--- begin ---

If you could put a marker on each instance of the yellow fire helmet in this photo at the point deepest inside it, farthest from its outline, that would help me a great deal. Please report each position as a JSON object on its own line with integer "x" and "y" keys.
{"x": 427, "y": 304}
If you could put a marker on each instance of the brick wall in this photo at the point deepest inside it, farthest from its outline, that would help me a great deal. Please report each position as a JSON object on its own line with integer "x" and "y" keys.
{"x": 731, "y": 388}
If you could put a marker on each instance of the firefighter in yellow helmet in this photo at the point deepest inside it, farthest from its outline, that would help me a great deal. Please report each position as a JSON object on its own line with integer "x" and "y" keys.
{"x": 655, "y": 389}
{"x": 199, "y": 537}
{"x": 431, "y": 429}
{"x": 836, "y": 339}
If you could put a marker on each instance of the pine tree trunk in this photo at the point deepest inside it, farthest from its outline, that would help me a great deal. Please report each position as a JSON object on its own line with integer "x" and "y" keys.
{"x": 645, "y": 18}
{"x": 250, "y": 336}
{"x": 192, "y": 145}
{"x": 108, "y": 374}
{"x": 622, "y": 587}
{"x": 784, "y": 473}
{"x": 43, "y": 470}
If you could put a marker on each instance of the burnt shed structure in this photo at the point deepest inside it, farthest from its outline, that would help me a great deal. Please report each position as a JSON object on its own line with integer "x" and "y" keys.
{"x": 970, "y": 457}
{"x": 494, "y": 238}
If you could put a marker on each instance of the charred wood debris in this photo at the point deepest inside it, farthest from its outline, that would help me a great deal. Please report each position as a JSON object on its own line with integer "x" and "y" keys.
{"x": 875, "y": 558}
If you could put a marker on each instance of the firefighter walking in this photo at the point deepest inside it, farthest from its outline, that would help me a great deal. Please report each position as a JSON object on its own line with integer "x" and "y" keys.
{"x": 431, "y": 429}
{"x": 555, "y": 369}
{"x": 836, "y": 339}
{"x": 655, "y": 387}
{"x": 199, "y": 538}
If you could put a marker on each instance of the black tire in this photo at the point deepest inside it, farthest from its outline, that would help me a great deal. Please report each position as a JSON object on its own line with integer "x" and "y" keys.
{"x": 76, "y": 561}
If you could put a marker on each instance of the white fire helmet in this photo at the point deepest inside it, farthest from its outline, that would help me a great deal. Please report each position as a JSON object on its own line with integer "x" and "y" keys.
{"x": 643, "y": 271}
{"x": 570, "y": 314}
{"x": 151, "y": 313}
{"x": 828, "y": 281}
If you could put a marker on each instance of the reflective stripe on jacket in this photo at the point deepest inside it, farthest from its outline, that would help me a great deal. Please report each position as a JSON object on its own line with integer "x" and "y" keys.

--- end ---

▶ **Instructions to follow**
Find the line containing "the firefighter walking". Reproduce it exactly, along with every line after it through the last.

▶ **Response below**
If you could put a marker on each instance of the firefighter walking in this photo at the point deepest inside it, farthest from its outline, that would help me a great deal. Please report each position as a JSON object on its own line with integer "x" and "y" keys.
{"x": 431, "y": 429}
{"x": 555, "y": 369}
{"x": 836, "y": 339}
{"x": 655, "y": 387}
{"x": 199, "y": 538}
If you could put a marker on each instance of the black tire in this photo at the point deepest inside it, farthest from its outline, that would help me a great deal. Please report each position as a JSON object on its own line with integer "x" and "y" keys.
{"x": 76, "y": 561}
If you could put a marker on each instance of the white fire helmet in this photo at the point deepest inside it, farthest from its outline, that would help me a great deal. Please report each position as a JSON object on its own line with integer "x" and "y" keys.
{"x": 643, "y": 271}
{"x": 570, "y": 314}
{"x": 151, "y": 313}
{"x": 828, "y": 281}
If you could put a marker on each instance of the reflective stripe on jacket in this photo at the point deepest inside it, farthest from its outline, that would help me a great deal. Please report each position as a JSON object on its own line with integer "x" and "y" keys.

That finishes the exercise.